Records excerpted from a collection
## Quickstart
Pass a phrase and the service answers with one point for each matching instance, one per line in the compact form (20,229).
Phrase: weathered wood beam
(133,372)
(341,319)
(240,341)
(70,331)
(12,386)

**PROBLEM STATEMENT**
Copy out each entry precisely. Leave nothing out.

**SOLVED PROBLEM**
## Quickstart
Pass a phrase and the service answers with one point for each matching instance, one per line in the compact form (20,229).
Phrase: weathered wood beam
(133,372)
(341,319)
(240,341)
(70,331)
(12,386)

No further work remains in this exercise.